- The request: All of the data must be printed exactly; please include every line.

- Record set:
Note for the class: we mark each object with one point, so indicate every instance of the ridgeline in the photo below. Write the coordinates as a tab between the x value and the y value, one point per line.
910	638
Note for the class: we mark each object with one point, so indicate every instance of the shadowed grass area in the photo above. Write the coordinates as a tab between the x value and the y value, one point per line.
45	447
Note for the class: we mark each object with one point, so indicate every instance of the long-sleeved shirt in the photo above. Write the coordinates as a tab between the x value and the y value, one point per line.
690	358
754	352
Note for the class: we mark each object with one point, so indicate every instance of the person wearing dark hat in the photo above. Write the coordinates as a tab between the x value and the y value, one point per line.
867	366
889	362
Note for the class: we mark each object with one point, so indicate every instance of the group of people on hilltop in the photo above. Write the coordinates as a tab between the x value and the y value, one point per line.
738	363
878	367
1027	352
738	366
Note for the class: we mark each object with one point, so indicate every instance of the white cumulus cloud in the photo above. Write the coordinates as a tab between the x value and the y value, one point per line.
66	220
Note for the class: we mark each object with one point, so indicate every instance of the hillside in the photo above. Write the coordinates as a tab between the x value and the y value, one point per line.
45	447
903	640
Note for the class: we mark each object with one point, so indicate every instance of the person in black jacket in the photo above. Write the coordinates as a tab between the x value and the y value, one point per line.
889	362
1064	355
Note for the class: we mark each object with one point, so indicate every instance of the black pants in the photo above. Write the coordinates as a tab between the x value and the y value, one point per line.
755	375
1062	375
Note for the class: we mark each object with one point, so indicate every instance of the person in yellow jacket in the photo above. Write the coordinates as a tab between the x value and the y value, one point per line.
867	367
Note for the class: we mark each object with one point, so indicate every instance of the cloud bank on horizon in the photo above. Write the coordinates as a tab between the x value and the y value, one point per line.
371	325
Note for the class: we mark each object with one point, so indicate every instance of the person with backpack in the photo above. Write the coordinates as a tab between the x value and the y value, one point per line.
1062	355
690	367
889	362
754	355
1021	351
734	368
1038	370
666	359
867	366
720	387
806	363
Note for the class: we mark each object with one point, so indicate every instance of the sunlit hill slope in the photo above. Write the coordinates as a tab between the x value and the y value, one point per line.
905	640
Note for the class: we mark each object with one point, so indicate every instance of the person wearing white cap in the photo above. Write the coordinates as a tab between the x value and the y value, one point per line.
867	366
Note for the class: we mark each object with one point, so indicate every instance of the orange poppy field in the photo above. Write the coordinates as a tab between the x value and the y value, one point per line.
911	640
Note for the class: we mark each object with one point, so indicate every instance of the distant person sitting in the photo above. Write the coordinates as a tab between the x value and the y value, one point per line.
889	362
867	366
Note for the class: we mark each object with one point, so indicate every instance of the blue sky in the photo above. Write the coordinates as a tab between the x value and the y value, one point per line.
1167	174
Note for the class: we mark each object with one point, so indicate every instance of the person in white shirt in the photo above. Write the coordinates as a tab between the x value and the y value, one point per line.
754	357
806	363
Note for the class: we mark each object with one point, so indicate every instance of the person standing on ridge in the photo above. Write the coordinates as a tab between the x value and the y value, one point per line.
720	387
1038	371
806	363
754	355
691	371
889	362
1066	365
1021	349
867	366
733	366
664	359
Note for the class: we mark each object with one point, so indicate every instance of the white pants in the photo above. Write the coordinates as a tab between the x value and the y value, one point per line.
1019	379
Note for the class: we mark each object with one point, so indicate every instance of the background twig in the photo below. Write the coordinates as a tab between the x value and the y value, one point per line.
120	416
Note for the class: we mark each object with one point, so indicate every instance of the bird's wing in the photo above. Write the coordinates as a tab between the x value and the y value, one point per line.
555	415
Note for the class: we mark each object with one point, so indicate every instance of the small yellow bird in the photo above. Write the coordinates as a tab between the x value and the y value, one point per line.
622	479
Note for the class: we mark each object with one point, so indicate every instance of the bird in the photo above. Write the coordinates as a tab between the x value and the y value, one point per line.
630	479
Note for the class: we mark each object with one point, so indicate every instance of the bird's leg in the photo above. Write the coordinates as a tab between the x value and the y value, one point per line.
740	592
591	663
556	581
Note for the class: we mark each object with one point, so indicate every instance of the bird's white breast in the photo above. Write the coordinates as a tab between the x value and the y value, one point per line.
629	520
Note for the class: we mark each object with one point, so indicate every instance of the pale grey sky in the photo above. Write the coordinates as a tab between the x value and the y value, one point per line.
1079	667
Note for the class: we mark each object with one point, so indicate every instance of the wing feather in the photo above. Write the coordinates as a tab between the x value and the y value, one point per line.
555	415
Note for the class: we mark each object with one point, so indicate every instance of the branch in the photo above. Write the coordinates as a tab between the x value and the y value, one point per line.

- Written solution:
Note for the class: we mark each object with one point, so indicate every instance of the ridgeline in the photo below. Write the coordinates as a tab between the x value and the y value, one point per line.
910	638
Note for the class: we mark each object with one point, so indicate every instance of the shadowed grass area in the photo above. Write the coordinates as a tab between the x value and the y value, one point per line.
45	447
Note for the class: we mark each object with one point, so indicate every instance of the long-sleeved shirt in the photo above. Write the coordinates as a tab between the x value and the y value, one point per line.
690	358
754	352
Note for the class: we mark each object with one point, so indicate every instance of the person wearing dark hat in the photo above. Write the coordinates as a tab between the x value and the y value, one point per line.
867	366
889	362
Note for the class: we mark each object with one point, so indicate every instance of the group of people on hilltop in the photo above. Write the coordinates as a tab between the x value and the y value, one point per line.
738	363
878	367
1027	352
738	366
Note for the class: we mark each object with one point, so indicate every instance of the white cumulus cloud in the photo above. Write the coordinates as a tab between the x value and the y value, one point per line.
66	220
Note for the class: we mark each object with one point, so indicate every instance of the hillside in the photo above. Write the coordinates as a tab between the x value and the y value, one point per line.
45	447
903	640
Note for the class: we mark each object with one point, so indicate every instance of the person in black jacket in the photo above. Write the coordinates as a tab between the x value and the y value, one point per line.
889	362
1064	355
Note for the class: we mark each object with one point, so indicate every instance of the black pants in the photo above. Write the coordinates as a tab between the x value and the y value, one point per line.
755	375
1062	375
Note for the class: we mark each object with one point, so indicate every instance of the person in yellow jacket in the photo above. Write the coordinates as a tab between the x value and the y value, one point per line.
867	367
Note for the class: we mark each object with one point, so indicate every instance of the cloud bank on horizon in the photo above. Write the coordinates as a tab between the x value and the y value, one point per line.
371	325
Note for the class: we mark each object with one point, so indicate every instance of the person with backpack in the photo above. Write the coordinates as a tab between the x value and the y value, one point per line.
1062	355
690	367
889	362
754	355
1021	351
734	368
1038	370
666	359
867	366
720	387
806	363
Note for the class: we mark each object with one point, so indicate every instance of the sunlit hill slope in the photo above. Write the coordinates as a tab between the x value and the y value, one point per line.
905	640
Note for the class: we mark each object with one point, so indicate every instance of the person wearing white cap in the photo above. Write the coordinates as a tab between the x value and the y value, one point per line.
867	366
Note for the class: we mark each object with one point, so indicate every instance of the orange poppy field in the photo above. Write the coordinates as a tab between the x value and the y value, one point per line.
911	640
Note for the class: we mark each object with one point, so indicate every instance of the distant person sitting in the photo above. Write the coordinates as a tab between the x value and the y value, one point per line.
889	362
867	366
Note for the class: we mark each object with one point, so indicate every instance of the blue sky in the photo above. Write the coordinates as a tab between the x value and the y value, one point per line.
1167	174
Note for the class: we mark each object with one point, so indicate every instance of the person in white shirt in the photo above. Write the coordinates as a tab between the x value and the y value, one point per line.
754	357
806	363
Note for the class: we mark each object with one point, so indicate every instance of the person standing on ridge in the photo above. Write the coordinates as a tab between the x value and the y value, one point per line.
720	387
1038	371
806	363
754	355
691	371
889	362
1066	365
1021	349
867	366
733	366
664	359
Note for the class: we mark each object with one point, so indicate every instance of the white pants in the photo above. Write the coordinates as a tab between the x value and the y value, one point per line.
1019	379
Note for the class: we mark each object with one point, so indicate every instance of the background twig in the photo below. Write the coordinates as a tab between the x value and the y value, one point per line.
120	416
Note for the class: we mark each object with one point, so indicate every instance of the bird's wing in the photo above. Write the coordinates as a tab between the x value and the y value, one point per line.
555	415
Note for the class: we mark each object with one point, so indicate every instance of the small yellow bird in the photo above. Write the coordinates as a tab between the x value and the y value, one point per line.
622	479
Note for the class: we mark each object with one point, so indicate every instance of the bird in the photo above. Write the coordinates as a tab between the x value and the y value, one point per line.
630	479
Note for the class: we mark each object with one point, so indicate every instance of the bird's leg in the photo above. Write the coordinates as a tab between the x value and the y value, one point per line.
740	592
591	663
556	581
Note for the class: we mark each object with one point, so indicate every instance of the bird's white breast in the photo above. Write the coordinates as a tab between the x value and the y value, one point per line.
629	520
Note for the class: we mark each object with one point, so indicate every instance of the pale grey sky in the photo above. Write the coordinates as a tab between the x value and the y value, one point per line.
1079	667
Note for the class: we mark each object with one point, so indicate every instance of the wing feather in the photo above. Write the coordinates as a tab between the x value and the y value, one point per line.
555	415
Note for the class: we mark each object with one point, so indicate every instance of the branch in the photo above. Write the coordinates as a tab between the x value and the y value, one point per line.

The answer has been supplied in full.